== Available data

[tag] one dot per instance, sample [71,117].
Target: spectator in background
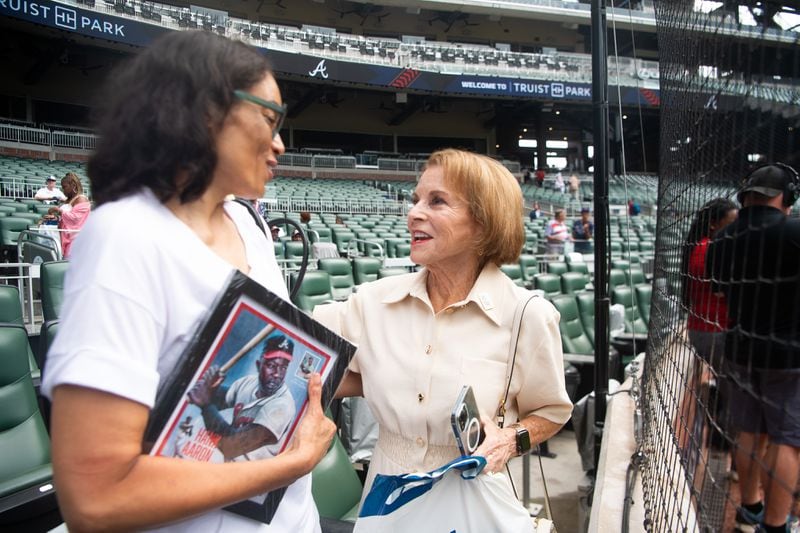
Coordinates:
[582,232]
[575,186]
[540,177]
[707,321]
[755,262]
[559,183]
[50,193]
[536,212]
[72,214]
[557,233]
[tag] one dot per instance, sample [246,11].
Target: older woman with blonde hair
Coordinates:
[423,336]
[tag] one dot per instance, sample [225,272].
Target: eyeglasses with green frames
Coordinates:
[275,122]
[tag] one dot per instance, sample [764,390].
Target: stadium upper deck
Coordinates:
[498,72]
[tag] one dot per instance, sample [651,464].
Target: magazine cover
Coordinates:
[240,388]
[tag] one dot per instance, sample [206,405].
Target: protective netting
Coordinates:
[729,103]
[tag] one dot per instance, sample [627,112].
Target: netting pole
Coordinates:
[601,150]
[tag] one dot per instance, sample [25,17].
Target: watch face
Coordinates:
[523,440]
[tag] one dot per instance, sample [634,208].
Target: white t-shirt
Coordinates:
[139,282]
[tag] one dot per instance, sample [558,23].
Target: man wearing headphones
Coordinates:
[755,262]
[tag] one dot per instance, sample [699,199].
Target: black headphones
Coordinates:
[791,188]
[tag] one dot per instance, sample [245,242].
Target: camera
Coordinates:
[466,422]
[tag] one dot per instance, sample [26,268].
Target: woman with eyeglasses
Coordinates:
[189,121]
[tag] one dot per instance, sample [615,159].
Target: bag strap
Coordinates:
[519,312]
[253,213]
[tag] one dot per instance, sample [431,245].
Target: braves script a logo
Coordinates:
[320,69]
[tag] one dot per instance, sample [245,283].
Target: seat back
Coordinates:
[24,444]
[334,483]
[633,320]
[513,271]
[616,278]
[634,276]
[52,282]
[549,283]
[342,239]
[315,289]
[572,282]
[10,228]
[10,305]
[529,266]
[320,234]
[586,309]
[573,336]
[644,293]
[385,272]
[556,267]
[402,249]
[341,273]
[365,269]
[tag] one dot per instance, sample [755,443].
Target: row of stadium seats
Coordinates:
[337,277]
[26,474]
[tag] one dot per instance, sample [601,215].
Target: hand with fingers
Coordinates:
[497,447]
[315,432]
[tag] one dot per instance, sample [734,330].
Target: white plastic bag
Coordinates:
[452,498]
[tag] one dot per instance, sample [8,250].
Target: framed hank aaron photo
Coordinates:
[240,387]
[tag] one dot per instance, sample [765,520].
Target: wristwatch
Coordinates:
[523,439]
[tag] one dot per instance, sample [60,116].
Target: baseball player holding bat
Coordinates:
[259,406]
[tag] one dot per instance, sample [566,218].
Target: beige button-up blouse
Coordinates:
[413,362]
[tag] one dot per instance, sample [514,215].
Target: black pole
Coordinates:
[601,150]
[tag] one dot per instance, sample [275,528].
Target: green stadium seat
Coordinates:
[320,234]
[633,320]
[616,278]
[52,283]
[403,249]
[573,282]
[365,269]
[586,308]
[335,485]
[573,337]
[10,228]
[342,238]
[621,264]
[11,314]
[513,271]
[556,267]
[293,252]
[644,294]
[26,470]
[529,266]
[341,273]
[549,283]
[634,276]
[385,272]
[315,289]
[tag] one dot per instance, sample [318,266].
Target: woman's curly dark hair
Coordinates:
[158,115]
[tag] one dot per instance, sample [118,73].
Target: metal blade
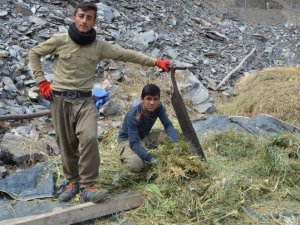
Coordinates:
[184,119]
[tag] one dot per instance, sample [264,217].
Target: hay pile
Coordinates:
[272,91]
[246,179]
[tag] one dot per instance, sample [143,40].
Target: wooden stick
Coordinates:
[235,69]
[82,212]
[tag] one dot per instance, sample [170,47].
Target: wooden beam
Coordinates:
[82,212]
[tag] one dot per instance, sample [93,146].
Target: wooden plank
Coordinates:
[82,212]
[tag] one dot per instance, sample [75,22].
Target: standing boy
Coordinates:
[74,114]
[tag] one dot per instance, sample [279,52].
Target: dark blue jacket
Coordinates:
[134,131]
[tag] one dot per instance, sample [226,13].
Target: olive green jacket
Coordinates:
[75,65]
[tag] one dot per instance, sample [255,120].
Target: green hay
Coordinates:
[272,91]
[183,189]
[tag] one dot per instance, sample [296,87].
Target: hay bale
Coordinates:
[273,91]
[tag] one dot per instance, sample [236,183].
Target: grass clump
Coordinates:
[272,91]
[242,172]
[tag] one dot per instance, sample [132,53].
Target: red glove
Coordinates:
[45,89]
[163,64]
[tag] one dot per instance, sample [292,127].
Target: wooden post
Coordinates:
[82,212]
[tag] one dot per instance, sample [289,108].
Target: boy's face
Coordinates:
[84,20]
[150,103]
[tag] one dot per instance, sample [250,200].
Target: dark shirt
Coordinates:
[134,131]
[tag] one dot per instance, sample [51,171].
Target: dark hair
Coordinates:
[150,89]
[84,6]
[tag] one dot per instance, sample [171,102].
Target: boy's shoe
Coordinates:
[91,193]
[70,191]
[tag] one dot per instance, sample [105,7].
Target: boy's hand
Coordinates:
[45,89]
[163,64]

====
== Available data

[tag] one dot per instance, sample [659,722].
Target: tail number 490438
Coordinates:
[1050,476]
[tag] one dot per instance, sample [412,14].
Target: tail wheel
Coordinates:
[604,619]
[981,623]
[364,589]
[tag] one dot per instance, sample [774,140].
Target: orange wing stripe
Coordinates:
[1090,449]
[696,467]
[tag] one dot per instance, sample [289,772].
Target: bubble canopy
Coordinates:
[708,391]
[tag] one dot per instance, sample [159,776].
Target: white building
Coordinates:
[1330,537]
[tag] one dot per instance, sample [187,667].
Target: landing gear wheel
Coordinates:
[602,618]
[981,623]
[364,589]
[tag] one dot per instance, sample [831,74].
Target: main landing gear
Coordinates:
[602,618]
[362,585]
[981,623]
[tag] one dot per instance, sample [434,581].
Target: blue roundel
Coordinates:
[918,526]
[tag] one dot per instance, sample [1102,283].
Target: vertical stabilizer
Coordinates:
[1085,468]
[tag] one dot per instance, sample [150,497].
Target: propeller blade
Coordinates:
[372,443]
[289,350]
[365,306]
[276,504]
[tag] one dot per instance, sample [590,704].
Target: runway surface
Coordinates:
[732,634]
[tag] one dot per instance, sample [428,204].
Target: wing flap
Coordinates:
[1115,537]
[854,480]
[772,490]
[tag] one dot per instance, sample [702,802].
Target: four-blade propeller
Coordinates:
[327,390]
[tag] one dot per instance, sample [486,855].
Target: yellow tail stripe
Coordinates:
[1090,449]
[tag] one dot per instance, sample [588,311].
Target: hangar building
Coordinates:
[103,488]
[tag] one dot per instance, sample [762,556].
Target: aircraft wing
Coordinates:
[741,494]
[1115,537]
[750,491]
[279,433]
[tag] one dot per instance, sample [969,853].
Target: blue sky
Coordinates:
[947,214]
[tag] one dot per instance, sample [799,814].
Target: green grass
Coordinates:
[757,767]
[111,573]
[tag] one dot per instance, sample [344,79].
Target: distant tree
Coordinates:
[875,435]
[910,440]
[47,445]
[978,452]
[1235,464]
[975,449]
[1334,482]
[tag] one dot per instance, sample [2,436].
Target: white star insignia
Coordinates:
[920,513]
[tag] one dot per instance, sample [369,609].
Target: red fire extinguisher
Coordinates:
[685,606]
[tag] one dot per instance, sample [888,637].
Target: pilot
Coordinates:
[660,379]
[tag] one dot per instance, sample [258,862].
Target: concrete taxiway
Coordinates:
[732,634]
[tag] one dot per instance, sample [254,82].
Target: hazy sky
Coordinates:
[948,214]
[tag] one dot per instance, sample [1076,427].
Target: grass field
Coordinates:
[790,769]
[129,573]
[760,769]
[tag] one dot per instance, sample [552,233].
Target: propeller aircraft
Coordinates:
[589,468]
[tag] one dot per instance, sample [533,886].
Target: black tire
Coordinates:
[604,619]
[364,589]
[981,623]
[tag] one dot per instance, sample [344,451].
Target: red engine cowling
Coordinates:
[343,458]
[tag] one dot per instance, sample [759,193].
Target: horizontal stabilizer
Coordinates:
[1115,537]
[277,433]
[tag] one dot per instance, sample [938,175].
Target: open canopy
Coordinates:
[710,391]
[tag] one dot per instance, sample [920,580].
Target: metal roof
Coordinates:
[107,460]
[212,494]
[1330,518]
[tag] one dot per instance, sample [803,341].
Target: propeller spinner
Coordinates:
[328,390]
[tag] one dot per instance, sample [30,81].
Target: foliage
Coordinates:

====
== Available data

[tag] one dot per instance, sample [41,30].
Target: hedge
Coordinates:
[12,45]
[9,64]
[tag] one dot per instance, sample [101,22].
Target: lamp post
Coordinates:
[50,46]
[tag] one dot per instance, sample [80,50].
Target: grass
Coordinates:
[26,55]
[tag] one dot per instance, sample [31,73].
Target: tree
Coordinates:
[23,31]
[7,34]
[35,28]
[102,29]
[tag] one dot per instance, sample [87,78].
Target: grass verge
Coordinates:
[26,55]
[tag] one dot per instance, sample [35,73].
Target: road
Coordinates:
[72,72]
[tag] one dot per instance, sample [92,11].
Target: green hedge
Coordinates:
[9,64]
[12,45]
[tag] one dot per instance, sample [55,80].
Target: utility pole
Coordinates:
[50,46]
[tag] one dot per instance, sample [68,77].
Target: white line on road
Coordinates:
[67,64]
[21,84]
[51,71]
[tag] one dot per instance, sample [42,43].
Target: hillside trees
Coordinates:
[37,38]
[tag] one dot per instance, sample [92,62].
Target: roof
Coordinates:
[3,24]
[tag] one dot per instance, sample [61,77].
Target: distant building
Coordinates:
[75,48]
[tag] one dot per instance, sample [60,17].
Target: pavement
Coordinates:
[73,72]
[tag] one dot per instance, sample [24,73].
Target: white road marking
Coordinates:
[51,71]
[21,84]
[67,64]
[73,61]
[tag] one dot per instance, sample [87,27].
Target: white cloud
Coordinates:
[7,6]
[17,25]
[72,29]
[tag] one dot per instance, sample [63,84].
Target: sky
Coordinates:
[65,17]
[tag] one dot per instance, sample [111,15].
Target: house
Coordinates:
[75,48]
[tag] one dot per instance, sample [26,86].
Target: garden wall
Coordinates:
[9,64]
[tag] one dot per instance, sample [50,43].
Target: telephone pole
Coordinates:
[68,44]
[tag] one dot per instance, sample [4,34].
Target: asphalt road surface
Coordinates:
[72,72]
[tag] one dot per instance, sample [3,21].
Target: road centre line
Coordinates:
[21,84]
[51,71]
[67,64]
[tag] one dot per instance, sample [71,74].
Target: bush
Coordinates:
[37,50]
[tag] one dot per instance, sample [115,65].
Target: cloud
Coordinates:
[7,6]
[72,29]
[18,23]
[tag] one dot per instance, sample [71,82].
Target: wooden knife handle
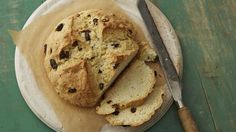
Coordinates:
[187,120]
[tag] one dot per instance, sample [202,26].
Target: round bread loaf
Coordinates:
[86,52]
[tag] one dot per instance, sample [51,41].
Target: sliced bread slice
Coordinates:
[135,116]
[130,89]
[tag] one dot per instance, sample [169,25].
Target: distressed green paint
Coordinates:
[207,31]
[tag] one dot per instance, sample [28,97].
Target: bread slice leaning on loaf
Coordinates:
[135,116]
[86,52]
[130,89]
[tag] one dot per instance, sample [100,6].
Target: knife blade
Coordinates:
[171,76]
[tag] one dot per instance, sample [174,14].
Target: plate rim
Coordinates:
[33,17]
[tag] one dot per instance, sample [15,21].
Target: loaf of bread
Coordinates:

====

** Given request **
Extract every line in the items above that contains the string "blade". Case must match exactly.

** Correct response **
Target: metal blade
Target: propeller blade
Target: four-blade propeller
Target: knife blade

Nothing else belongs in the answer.